▶ _Your objective_
Convert every line of the records below into a Markdown table with two columns, Row and Line, numbering the rows in order and skipping any blank lines.

▶ _Data extracted from a collection_

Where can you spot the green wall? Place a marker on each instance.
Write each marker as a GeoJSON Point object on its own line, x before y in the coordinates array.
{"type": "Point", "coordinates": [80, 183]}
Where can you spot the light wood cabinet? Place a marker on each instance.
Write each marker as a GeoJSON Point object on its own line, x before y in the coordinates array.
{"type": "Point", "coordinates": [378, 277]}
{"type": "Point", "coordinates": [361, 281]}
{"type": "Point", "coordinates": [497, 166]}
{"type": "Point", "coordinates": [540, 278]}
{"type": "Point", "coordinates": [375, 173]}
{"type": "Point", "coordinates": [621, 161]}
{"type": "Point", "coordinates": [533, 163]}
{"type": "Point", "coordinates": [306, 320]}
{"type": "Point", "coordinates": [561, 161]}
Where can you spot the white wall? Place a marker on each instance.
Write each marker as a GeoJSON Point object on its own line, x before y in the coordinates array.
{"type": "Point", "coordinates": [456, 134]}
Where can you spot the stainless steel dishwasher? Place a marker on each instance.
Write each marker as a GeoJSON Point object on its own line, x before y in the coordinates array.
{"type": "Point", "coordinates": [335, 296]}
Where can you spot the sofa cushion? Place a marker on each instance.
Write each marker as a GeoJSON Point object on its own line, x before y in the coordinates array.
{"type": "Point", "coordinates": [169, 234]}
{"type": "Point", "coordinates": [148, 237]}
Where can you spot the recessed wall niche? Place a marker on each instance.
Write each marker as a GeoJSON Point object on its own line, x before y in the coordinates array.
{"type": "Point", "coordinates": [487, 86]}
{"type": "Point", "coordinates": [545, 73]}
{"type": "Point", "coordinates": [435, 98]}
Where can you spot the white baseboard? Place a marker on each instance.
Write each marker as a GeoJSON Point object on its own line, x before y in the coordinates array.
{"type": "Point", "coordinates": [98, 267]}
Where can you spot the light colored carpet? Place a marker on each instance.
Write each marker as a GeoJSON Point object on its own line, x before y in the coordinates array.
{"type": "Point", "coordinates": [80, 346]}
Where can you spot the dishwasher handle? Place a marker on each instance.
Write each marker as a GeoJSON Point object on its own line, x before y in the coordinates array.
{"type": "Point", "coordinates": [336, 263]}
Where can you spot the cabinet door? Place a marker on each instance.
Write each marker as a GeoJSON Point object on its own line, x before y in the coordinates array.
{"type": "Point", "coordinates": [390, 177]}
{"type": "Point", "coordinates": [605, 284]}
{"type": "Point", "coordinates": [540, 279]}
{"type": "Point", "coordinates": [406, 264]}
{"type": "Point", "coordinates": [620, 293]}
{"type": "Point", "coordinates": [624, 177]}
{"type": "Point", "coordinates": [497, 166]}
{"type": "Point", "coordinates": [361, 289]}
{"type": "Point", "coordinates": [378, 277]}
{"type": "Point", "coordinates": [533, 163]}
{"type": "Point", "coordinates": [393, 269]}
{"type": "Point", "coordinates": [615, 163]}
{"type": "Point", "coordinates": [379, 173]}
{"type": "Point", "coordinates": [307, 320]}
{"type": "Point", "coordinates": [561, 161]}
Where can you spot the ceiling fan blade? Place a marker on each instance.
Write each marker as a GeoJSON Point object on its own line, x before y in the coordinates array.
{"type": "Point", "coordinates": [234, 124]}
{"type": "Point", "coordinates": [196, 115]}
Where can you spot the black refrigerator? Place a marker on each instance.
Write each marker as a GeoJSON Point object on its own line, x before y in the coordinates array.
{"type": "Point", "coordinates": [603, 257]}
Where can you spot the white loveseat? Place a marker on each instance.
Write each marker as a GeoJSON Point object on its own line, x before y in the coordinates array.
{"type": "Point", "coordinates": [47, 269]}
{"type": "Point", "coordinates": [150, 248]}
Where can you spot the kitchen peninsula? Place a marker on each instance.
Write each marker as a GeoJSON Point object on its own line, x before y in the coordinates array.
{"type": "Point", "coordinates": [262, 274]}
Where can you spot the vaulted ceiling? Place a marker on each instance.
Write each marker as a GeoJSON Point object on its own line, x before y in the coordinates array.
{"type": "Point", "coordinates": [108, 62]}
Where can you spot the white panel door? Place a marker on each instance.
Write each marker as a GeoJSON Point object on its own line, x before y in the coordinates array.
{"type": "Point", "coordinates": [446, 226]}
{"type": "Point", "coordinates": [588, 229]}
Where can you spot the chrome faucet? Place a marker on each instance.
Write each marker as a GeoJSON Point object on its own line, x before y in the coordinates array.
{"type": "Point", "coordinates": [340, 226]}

▶ _Solution to this exercise_
| Row | Line |
|---|---|
| 1 | Where can you spot the green wall? Place a marker on each instance. |
| 2 | Write each marker as a GeoJSON Point object on its own line, x before y in the coordinates array. |
| 3 | {"type": "Point", "coordinates": [80, 183]} |
| 4 | Where can you spot the light wood cabinet? Place a marker on each instance. |
| 5 | Write each marker as a GeoJSON Point object on its own line, x before y in the coordinates array. |
| 6 | {"type": "Point", "coordinates": [378, 277]} |
| 7 | {"type": "Point", "coordinates": [361, 281]} |
| 8 | {"type": "Point", "coordinates": [497, 166]} |
| 9 | {"type": "Point", "coordinates": [540, 278]} |
| 10 | {"type": "Point", "coordinates": [375, 173]} |
| 11 | {"type": "Point", "coordinates": [621, 161]} |
| 12 | {"type": "Point", "coordinates": [533, 163]} |
| 13 | {"type": "Point", "coordinates": [306, 320]} |
| 14 | {"type": "Point", "coordinates": [561, 161]} |
| 15 | Where can you spot the white wall? Place a marker on each instance. |
| 16 | Write each marker as a GeoJSON Point object on its own line, x before y in the coordinates array. |
| 17 | {"type": "Point", "coordinates": [456, 134]} |
| 18 | Where can you spot the stainless steel dishwasher? Place a marker on each instance. |
| 19 | Write each marker as a GeoJSON Point object on its own line, x before y in the coordinates array. |
| 20 | {"type": "Point", "coordinates": [335, 296]} |
| 21 | Where can you spot the sofa cushion? Place a marker on each instance. |
| 22 | Write each marker as a GeoJSON Point object on its own line, x before y in the coordinates array. |
| 23 | {"type": "Point", "coordinates": [169, 234]} |
| 24 | {"type": "Point", "coordinates": [148, 237]} |
| 25 | Where can you spot the recessed wall niche? Place a marker on each instance. |
| 26 | Write each marker as a GeoJSON Point object on its own line, x before y in the coordinates array. |
| 27 | {"type": "Point", "coordinates": [487, 86]} |
| 28 | {"type": "Point", "coordinates": [545, 73]} |
| 29 | {"type": "Point", "coordinates": [435, 98]} |
| 30 | Where can you spot the white baseboard? Place a marker on each instance. |
| 31 | Write each marker as a GeoJSON Point object on its own line, x before y in the coordinates array. |
| 32 | {"type": "Point", "coordinates": [98, 267]} |
| 33 | Where can you spot the light colored carpet? Place a marker on each instance. |
| 34 | Write each marker as a GeoJSON Point object on its own line, x before y in the coordinates array. |
| 35 | {"type": "Point", "coordinates": [80, 346]} |
| 36 | Where can you spot the dishwasher handle? Place a marker on each instance. |
| 37 | Write each marker as a GeoJSON Point object on its own line, x before y in the coordinates array. |
| 38 | {"type": "Point", "coordinates": [336, 263]} |
| 39 | Where can you spot the cabinet door? Place a marker on each instance. |
| 40 | Write each marker as a GeoJSON Point object on its own line, x before y in the coordinates array. |
| 41 | {"type": "Point", "coordinates": [390, 177]} |
| 42 | {"type": "Point", "coordinates": [605, 284]} |
| 43 | {"type": "Point", "coordinates": [540, 279]} |
| 44 | {"type": "Point", "coordinates": [406, 264]} |
| 45 | {"type": "Point", "coordinates": [620, 293]} |
| 46 | {"type": "Point", "coordinates": [624, 177]} |
| 47 | {"type": "Point", "coordinates": [497, 166]} |
| 48 | {"type": "Point", "coordinates": [361, 289]} |
| 49 | {"type": "Point", "coordinates": [378, 277]} |
| 50 | {"type": "Point", "coordinates": [533, 163]} |
| 51 | {"type": "Point", "coordinates": [393, 269]} |
| 52 | {"type": "Point", "coordinates": [615, 163]} |
| 53 | {"type": "Point", "coordinates": [379, 173]} |
| 54 | {"type": "Point", "coordinates": [307, 320]} |
| 55 | {"type": "Point", "coordinates": [561, 161]} |
| 56 | Where can you spot the ceiling fan blade? Place a marker on each instance. |
| 57 | Write each marker as a GeoJSON Point object on its own line, x before y in the coordinates array. |
| 58 | {"type": "Point", "coordinates": [234, 124]} |
| 59 | {"type": "Point", "coordinates": [196, 115]} |
| 60 | Where can you spot the black refrigerator? Place a marker on each instance. |
| 61 | Write each marker as a GeoJSON Point object on its own line, x before y in the coordinates array. |
| 62 | {"type": "Point", "coordinates": [603, 257]} |
| 63 | Where can you spot the white loveseat? Place a marker on each instance. |
| 64 | Write each marker as a GeoJSON Point object on its own line, x before y in the coordinates array. |
| 65 | {"type": "Point", "coordinates": [47, 269]} |
| 66 | {"type": "Point", "coordinates": [150, 248]} |
| 67 | Where can you spot the kitchen peninsula? Place a marker on each instance. |
| 68 | Write each marker as a GeoJSON Point object on its own line, x before y in the coordinates array. |
| 69 | {"type": "Point", "coordinates": [262, 274]} |
| 70 | Where can you spot the vaulted ceiling? Place a marker on each instance. |
| 71 | Write each marker as a GeoJSON Point object on its own line, x before y in the coordinates array. |
| 72 | {"type": "Point", "coordinates": [108, 62]} |
| 73 | Where can you spot the white panel door? Place a marker on each instance. |
| 74 | Write each marker as a GeoJSON Point object on its own line, x before y in the coordinates array. |
| 75 | {"type": "Point", "coordinates": [446, 226]} |
| 76 | {"type": "Point", "coordinates": [588, 229]} |
| 77 | Where can you spot the chrome faucet? Place a marker on each instance. |
| 78 | Write each marker as a GeoJSON Point object on its own line, x before y in the coordinates array. |
| 79 | {"type": "Point", "coordinates": [340, 226]} |